(Point localization data)
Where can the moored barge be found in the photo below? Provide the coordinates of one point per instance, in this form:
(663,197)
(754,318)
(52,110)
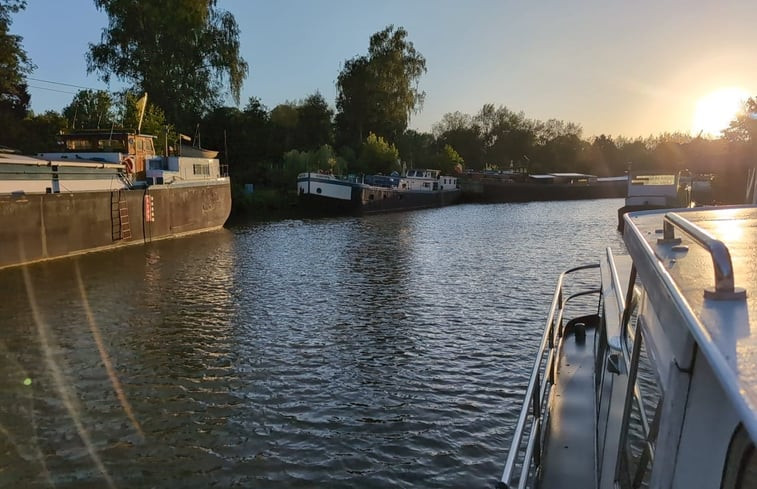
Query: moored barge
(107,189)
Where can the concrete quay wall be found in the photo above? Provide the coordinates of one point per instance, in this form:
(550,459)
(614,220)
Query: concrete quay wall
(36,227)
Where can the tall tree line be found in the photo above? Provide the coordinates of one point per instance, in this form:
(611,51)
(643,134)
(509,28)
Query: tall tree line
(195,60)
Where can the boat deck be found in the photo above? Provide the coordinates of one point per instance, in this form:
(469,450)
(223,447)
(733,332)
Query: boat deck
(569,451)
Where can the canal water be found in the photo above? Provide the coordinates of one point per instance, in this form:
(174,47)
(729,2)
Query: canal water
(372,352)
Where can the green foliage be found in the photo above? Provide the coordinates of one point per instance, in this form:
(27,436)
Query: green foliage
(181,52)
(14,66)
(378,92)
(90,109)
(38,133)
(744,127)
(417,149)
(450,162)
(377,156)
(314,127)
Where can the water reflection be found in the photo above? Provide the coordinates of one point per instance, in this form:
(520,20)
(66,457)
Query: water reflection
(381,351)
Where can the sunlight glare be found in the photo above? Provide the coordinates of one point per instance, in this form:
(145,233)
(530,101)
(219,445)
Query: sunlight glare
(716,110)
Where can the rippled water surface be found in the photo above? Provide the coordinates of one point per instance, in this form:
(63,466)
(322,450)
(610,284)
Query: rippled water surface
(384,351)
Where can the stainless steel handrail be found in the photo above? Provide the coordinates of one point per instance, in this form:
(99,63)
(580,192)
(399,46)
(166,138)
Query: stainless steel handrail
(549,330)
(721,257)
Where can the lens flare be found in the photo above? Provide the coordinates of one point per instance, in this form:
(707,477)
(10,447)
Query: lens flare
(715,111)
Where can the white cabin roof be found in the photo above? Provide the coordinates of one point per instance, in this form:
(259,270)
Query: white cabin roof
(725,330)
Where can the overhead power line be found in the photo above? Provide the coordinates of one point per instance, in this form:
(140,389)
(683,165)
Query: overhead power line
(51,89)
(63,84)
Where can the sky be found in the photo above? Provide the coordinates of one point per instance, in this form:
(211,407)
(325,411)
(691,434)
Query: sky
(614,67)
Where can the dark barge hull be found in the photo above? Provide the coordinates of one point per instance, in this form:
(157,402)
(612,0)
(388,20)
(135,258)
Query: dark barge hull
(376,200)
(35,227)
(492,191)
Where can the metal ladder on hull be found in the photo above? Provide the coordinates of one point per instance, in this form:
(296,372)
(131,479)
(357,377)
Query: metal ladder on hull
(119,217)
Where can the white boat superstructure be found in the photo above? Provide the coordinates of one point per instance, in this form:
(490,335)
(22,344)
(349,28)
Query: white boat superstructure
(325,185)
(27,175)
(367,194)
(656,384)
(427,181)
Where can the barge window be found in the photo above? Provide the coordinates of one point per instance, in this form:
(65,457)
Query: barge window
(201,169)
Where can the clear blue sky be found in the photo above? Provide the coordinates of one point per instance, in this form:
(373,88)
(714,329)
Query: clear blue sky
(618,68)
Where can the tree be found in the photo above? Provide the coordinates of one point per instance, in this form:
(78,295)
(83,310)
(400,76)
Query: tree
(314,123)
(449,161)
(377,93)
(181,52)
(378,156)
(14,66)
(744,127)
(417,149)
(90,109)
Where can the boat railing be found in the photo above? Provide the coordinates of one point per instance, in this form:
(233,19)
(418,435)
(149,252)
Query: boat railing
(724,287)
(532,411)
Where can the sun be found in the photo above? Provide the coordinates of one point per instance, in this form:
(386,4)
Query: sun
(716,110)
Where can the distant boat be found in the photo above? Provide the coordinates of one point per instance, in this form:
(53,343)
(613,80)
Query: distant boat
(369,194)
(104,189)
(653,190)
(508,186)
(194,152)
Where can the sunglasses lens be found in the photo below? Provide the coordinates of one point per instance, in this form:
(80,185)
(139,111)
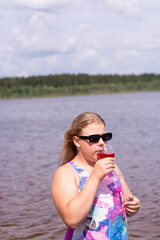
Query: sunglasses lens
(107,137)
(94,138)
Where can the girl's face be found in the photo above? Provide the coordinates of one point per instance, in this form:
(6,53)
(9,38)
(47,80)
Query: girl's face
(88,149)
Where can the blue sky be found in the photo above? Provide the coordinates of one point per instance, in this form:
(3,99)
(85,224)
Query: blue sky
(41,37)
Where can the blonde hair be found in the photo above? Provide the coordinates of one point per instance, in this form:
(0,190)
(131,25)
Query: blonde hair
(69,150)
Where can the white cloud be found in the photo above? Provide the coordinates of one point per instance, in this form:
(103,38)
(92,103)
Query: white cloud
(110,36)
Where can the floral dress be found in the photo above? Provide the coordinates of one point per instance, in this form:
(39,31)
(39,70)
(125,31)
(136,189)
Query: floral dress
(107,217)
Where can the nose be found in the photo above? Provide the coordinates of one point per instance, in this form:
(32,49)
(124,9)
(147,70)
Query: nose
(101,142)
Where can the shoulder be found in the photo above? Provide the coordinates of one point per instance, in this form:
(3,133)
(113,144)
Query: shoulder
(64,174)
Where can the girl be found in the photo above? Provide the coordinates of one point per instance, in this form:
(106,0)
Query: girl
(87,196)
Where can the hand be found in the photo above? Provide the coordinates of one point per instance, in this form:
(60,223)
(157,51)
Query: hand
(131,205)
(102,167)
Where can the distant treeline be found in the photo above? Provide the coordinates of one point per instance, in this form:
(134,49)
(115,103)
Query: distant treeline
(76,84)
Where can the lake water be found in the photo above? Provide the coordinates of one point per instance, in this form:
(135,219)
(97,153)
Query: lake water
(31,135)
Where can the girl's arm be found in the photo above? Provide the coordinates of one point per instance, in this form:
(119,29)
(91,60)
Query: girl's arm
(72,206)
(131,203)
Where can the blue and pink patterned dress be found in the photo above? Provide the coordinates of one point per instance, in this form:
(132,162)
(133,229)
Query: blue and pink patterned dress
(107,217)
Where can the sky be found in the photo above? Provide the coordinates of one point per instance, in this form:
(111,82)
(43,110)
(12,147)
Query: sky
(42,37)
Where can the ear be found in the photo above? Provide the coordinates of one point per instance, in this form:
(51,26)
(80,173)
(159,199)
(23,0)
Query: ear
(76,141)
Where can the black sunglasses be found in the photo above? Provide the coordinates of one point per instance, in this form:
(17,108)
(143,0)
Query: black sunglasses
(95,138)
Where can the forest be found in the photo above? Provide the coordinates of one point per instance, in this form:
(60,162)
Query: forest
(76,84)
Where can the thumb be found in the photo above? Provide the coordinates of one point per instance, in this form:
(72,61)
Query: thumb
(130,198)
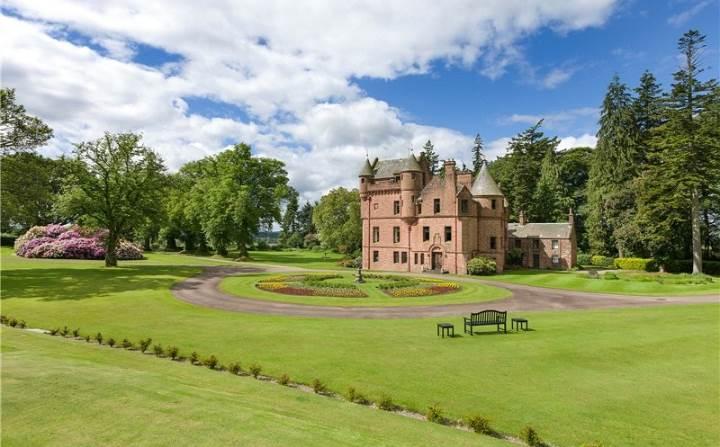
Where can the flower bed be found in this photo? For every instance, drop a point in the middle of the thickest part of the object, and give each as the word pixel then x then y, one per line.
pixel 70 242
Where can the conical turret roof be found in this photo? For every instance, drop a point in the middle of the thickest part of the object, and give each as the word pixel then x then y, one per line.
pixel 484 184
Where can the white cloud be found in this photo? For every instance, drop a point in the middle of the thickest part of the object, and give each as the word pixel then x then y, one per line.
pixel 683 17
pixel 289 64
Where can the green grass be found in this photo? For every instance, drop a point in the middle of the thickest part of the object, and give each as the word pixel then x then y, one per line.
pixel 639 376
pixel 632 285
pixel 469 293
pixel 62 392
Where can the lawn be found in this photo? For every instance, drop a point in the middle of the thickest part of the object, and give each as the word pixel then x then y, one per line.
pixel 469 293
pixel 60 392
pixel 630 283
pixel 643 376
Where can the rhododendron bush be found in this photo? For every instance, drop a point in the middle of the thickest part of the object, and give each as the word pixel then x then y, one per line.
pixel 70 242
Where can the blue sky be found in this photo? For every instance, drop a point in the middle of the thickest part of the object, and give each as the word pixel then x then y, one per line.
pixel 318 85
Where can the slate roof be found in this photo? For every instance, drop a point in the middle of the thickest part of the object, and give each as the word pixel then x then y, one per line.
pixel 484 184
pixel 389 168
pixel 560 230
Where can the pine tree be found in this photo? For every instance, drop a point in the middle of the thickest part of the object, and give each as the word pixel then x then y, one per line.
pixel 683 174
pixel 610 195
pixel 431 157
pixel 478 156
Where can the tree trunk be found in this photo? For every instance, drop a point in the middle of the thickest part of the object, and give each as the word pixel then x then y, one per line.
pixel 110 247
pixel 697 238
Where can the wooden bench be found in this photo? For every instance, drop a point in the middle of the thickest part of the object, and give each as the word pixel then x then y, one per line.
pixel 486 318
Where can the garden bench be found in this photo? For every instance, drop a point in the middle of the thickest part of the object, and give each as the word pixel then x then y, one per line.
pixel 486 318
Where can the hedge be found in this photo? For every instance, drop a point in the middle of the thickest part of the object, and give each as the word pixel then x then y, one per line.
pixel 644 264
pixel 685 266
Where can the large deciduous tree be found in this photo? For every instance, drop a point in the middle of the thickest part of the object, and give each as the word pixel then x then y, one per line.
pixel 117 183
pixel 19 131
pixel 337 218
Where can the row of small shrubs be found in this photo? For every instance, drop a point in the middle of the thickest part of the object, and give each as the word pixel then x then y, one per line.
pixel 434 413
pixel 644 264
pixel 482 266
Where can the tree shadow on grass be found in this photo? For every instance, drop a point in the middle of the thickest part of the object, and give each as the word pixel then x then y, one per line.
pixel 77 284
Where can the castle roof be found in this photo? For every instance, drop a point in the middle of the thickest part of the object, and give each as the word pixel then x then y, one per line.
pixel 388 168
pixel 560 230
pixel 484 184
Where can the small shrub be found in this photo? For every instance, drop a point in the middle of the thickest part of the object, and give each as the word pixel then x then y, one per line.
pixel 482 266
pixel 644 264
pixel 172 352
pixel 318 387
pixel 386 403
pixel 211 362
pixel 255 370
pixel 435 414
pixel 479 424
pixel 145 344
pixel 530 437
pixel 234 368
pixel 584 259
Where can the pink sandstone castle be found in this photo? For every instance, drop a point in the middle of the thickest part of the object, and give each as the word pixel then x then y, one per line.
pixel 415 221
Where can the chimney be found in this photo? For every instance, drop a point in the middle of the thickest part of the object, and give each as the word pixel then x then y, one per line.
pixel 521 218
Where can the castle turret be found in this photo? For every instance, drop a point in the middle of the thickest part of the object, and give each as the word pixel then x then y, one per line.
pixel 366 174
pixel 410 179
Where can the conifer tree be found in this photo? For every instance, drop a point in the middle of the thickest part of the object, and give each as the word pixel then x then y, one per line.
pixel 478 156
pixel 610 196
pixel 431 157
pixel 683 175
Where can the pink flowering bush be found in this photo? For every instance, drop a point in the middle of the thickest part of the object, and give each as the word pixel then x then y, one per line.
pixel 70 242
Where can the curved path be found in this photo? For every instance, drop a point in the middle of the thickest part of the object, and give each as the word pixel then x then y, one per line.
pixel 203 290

---

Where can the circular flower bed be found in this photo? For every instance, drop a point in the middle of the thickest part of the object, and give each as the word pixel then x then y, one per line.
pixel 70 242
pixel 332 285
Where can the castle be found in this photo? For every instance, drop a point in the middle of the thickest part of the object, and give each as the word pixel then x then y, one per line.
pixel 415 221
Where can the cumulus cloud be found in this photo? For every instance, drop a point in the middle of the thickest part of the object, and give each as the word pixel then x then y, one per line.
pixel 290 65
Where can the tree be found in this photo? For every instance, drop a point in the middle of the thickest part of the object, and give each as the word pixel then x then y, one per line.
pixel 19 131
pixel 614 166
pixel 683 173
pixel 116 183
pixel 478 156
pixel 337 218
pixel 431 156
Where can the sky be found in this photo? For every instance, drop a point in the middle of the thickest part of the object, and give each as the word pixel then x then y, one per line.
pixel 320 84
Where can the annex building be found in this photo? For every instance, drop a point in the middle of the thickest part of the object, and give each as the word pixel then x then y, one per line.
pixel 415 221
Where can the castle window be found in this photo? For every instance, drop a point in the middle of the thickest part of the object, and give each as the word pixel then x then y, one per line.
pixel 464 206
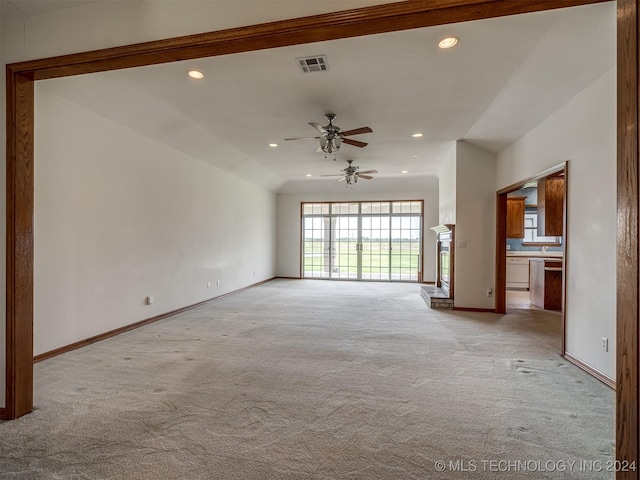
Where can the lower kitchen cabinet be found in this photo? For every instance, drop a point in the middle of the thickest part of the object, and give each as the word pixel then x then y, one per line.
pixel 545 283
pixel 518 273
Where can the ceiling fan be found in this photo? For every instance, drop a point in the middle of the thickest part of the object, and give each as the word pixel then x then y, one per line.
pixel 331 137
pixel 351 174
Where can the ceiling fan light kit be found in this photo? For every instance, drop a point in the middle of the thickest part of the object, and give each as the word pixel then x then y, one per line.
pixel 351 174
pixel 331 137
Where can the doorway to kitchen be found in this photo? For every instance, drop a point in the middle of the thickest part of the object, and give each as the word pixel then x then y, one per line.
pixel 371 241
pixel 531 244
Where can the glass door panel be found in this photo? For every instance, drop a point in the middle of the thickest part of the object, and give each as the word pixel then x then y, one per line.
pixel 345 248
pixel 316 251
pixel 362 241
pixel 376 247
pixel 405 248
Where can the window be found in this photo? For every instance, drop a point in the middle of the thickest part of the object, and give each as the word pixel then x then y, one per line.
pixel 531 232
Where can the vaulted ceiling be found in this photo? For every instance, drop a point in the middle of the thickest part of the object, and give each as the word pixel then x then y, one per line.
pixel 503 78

EXERCISE: Which lines above hold the word "below"? Copy each of them.

RESULT:
Where can the moored barge be found in the photo below? Provide the coordinates of one point per instance, in this form:
Where can the sunglasses lens be found in the photo below? Provide the coordinates of one point per instance, in this form:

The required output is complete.